I use B+W MRC UV on all my lenses. I never had any IQ issues with them (but I never had a 400mm lens so I don't know how they will affect its quality). The main reason I prefer the B+Ws over other alternatives is because they feel very sturdy and they are very easy to clean. I've also used a Hoya UV on a previous camera and it was a real pain to clean; it streaked badly. The B+Ws are much better in that respect.

Quoting dvincent (Reply 1):
I wouldn't bother with a UV/protector filter unless you're going to be in seaspray/windy desert environments.

There will always be the "use filter" and "do not use filter" camps. I'm in the former. A very good quality filter will affect IQ minimally and it's helpful to protect the expensive optics of the lens. I'm considerably more relaxed cleaning a filter than the lens directly, the latter typically being a non-trivial investment.

[Rows of data]

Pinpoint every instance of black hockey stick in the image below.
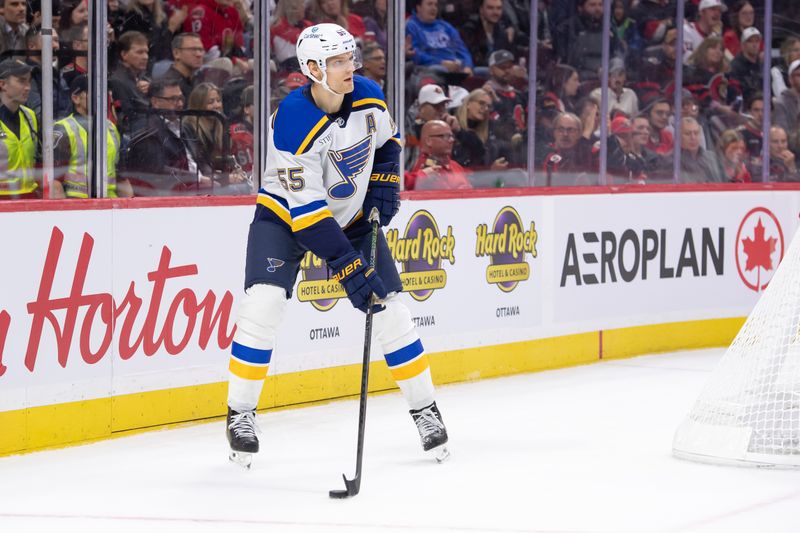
[328,207,380,499]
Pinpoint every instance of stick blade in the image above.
[328,474,361,500]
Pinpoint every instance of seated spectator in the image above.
[589,58,639,117]
[678,117,722,183]
[364,0,389,51]
[730,26,764,100]
[53,76,133,198]
[769,126,800,181]
[405,83,461,161]
[25,26,72,118]
[539,65,581,113]
[453,89,510,170]
[683,35,730,89]
[683,0,727,64]
[631,0,677,46]
[0,59,40,200]
[645,98,674,155]
[460,0,516,67]
[608,115,647,184]
[737,92,764,170]
[405,120,472,191]
[269,0,313,71]
[108,31,150,133]
[722,0,761,57]
[163,33,205,100]
[554,0,621,80]
[183,0,249,64]
[770,36,800,97]
[124,78,211,196]
[0,0,29,58]
[406,0,473,74]
[313,0,367,39]
[639,26,678,90]
[120,0,188,70]
[543,113,595,187]
[229,85,256,177]
[717,130,753,183]
[630,115,672,181]
[362,42,386,89]
[57,0,89,33]
[61,22,89,87]
[772,59,800,132]
[181,83,250,194]
[483,50,528,142]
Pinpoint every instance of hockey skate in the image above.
[409,402,450,463]
[225,407,258,470]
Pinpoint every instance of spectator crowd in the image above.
[0,0,800,199]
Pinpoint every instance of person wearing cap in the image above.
[608,115,647,184]
[483,50,528,141]
[108,31,150,133]
[683,0,728,64]
[728,26,764,100]
[460,0,515,67]
[163,33,206,101]
[25,26,72,117]
[405,120,472,190]
[589,57,639,117]
[406,0,473,74]
[0,59,41,199]
[53,76,133,198]
[772,59,800,135]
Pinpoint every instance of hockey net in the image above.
[673,227,800,467]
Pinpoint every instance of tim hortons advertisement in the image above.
[554,191,798,325]
[0,191,800,411]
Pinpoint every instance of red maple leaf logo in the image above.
[742,218,778,272]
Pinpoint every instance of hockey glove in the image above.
[328,250,387,313]
[363,163,400,226]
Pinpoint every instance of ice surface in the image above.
[0,350,800,533]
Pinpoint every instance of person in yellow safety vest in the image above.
[0,59,42,200]
[53,74,133,198]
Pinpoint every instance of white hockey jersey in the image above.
[256,76,401,257]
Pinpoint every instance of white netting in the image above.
[673,228,800,466]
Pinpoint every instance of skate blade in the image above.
[428,445,450,464]
[228,450,253,470]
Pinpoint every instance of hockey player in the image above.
[227,24,448,467]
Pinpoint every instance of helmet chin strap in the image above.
[309,69,343,96]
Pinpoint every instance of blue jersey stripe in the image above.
[231,341,272,365]
[289,200,328,218]
[384,339,425,367]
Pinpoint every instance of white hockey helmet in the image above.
[297,23,361,92]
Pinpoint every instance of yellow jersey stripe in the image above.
[228,357,269,379]
[353,98,387,110]
[294,117,330,155]
[256,194,292,226]
[292,209,333,231]
[389,354,430,381]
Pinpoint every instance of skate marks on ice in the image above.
[0,350,800,533]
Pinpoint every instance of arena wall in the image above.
[0,185,800,455]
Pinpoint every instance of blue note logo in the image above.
[267,257,286,273]
[328,135,372,200]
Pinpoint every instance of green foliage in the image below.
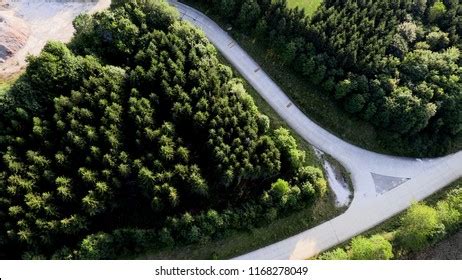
[428,0,447,22]
[349,235,393,260]
[0,0,325,259]
[318,248,350,260]
[189,0,462,156]
[397,203,442,251]
[319,186,462,260]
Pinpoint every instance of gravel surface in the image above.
[170,0,462,259]
[0,0,111,79]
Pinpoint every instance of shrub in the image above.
[349,235,393,260]
[397,203,442,252]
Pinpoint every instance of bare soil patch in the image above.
[0,0,111,80]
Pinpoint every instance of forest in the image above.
[0,0,327,259]
[186,0,462,156]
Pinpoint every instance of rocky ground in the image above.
[0,0,111,79]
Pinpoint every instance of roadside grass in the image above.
[180,0,462,156]
[233,34,388,153]
[310,178,462,259]
[0,81,12,96]
[287,0,323,16]
[136,195,346,260]
[181,0,390,154]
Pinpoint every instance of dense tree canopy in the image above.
[0,0,326,258]
[188,0,462,155]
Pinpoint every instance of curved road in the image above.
[170,0,462,259]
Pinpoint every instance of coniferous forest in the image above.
[191,0,462,156]
[0,0,326,259]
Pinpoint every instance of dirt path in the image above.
[0,0,111,79]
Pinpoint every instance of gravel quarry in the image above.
[0,0,111,79]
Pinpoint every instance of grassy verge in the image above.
[180,0,462,156]
[312,178,462,259]
[137,196,345,259]
[287,0,323,16]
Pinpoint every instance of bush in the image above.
[349,235,393,260]
[397,203,443,252]
[319,248,350,260]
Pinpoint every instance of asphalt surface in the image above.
[170,0,462,260]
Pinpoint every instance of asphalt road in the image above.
[170,0,462,259]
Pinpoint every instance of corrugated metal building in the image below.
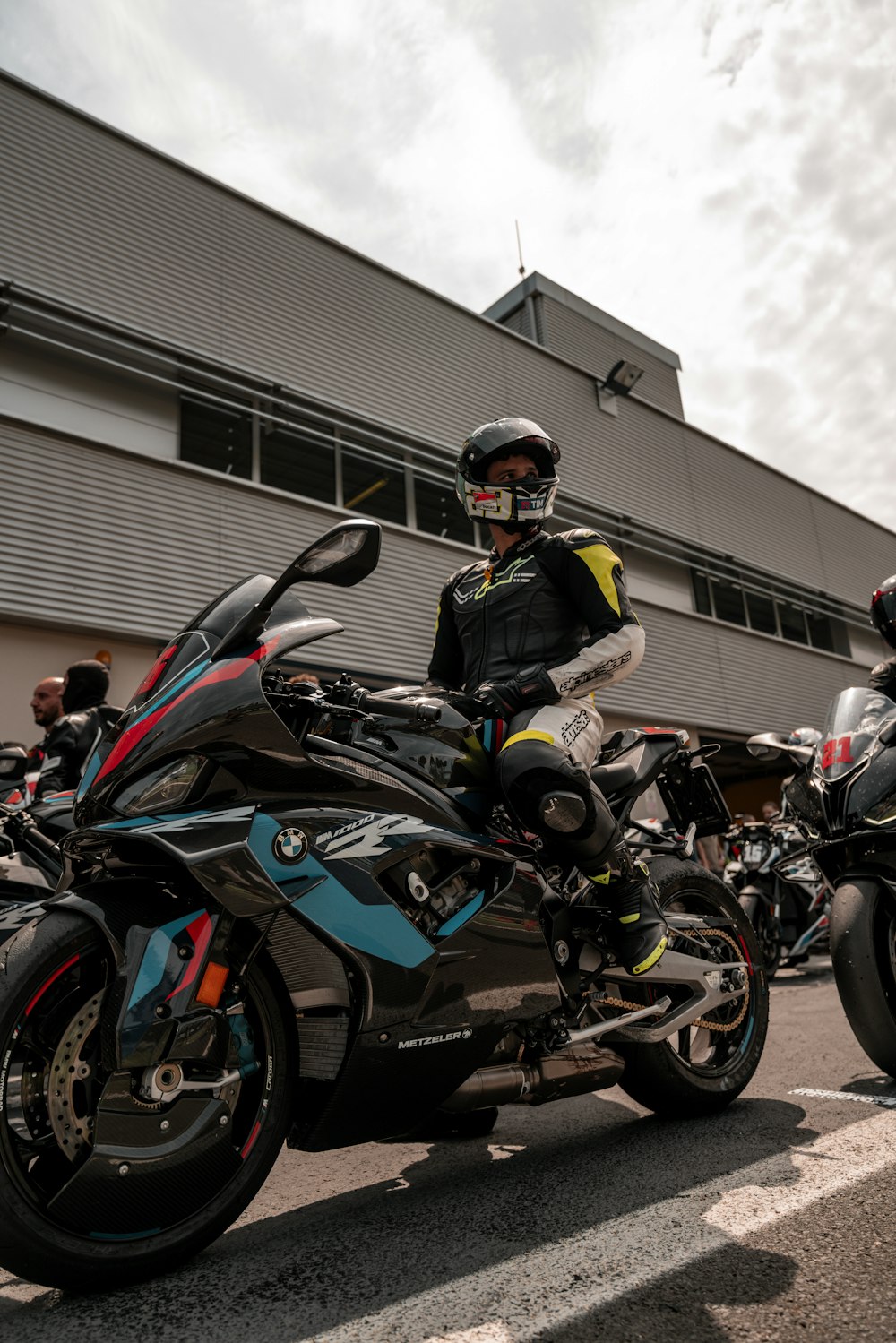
[0,76,896,800]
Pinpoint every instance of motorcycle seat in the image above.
[591,760,638,794]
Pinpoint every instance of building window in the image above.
[414,476,474,546]
[710,579,747,624]
[747,591,778,634]
[259,425,336,504]
[180,392,487,549]
[691,570,713,616]
[341,443,407,525]
[691,568,852,659]
[778,602,809,643]
[180,398,253,479]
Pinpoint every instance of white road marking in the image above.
[788,1087,896,1109]
[314,1092,896,1343]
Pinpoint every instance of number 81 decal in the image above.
[821,737,856,770]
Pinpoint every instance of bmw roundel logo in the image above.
[271,826,307,862]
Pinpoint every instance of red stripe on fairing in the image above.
[134,643,177,700]
[25,951,81,1017]
[239,1119,262,1160]
[165,909,212,1002]
[91,635,280,787]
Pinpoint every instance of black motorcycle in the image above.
[0,746,69,908]
[724,821,831,979]
[747,686,896,1077]
[0,522,769,1289]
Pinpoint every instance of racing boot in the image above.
[589,848,669,975]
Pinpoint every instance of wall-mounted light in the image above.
[594,358,643,415]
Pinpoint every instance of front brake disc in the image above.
[47,988,108,1162]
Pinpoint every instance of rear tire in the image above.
[614,858,769,1119]
[831,881,896,1077]
[0,910,297,1291]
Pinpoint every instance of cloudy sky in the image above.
[0,0,896,534]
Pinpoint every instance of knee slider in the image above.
[497,740,606,835]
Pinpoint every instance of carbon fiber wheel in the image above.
[616,858,769,1119]
[0,912,294,1291]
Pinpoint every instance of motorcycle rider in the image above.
[428,417,668,974]
[868,573,896,700]
[35,659,121,800]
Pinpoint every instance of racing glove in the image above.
[473,662,560,719]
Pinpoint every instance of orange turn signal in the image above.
[196,960,229,1007]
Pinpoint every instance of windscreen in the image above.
[813,686,896,783]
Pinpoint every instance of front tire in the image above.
[0,912,296,1291]
[831,881,896,1077]
[614,858,769,1119]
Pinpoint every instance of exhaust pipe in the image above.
[439,1045,625,1114]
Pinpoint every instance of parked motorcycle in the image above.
[724,821,831,979]
[747,686,896,1077]
[0,522,769,1289]
[0,746,73,908]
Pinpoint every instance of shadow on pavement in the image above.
[0,1096,815,1343]
[536,1244,798,1343]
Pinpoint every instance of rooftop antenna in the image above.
[513,219,525,275]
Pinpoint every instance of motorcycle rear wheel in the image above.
[614,858,769,1119]
[831,881,896,1077]
[0,912,296,1291]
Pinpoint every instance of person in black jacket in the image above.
[35,659,121,800]
[868,573,896,700]
[428,417,668,974]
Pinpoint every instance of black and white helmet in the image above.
[871,573,896,649]
[455,417,560,529]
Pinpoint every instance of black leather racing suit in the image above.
[32,703,121,802]
[428,529,645,874]
[868,653,896,701]
[428,528,643,698]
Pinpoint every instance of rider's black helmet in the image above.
[871,573,896,649]
[455,417,560,528]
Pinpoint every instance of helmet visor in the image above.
[457,473,557,527]
[871,589,896,649]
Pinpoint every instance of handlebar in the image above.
[355,690,442,722]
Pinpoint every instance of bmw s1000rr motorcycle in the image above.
[747,686,896,1077]
[0,522,767,1289]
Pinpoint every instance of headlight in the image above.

» **GIVEN TASK**
Pick up the forum post on UV lens filters after its final sentence and keep writing it. The data stands apart from the forum post on UV filters.

» **RESULT FOR THIS EXERCISE**
Quoting dvincent (Reply 1):
If you're looking for a polarizer the Marumi super multicoated are good and shouldn't break the bank.

I haven't used the Marumi CPL but I do have two Marumi filters. IQ is great. Unfortunately, they feel really fiddly and every time I have to clean the I feel as if they will fall apart in my hand. The B+Ws are leagues ahead in that respect.

Quoting Silver1SWA (Reply 4):
I recall someone here saying, why spend $$$$ on expensive glass to throw a piece of cheap glass in front of it?

I agree and I never put cheap glass in front my expensive lenses (the B+W are really not cheap).

Quoting ckw (Reply 7):
look for top quality multi-coated types.

  

Quoting Silver1SWA (Reply 9):
They will have that camera dangling at their side with the strap over the shoulder with no lens cap. I cringe every time I see that.

Guilty as charged. I often have my camera on my R-strap without the lens cap on.

Tony



Nikon: we don't want more pixels, we want better pixels.
User currently offlinevishaljo From India, joined Aug 2006, 474 posts, RR: 4
Reply 11, posted (3 years 11 months 2 weeks 5 days 6 hours ago) and read 3259 times:

Guys Thank You a lot for your replies, i appreciate then VERY Much Indeed   

Just spent about 5 hour straight achieving my Bachelors Degree in UV vs CPL through the knowledge gained here, FM & Google.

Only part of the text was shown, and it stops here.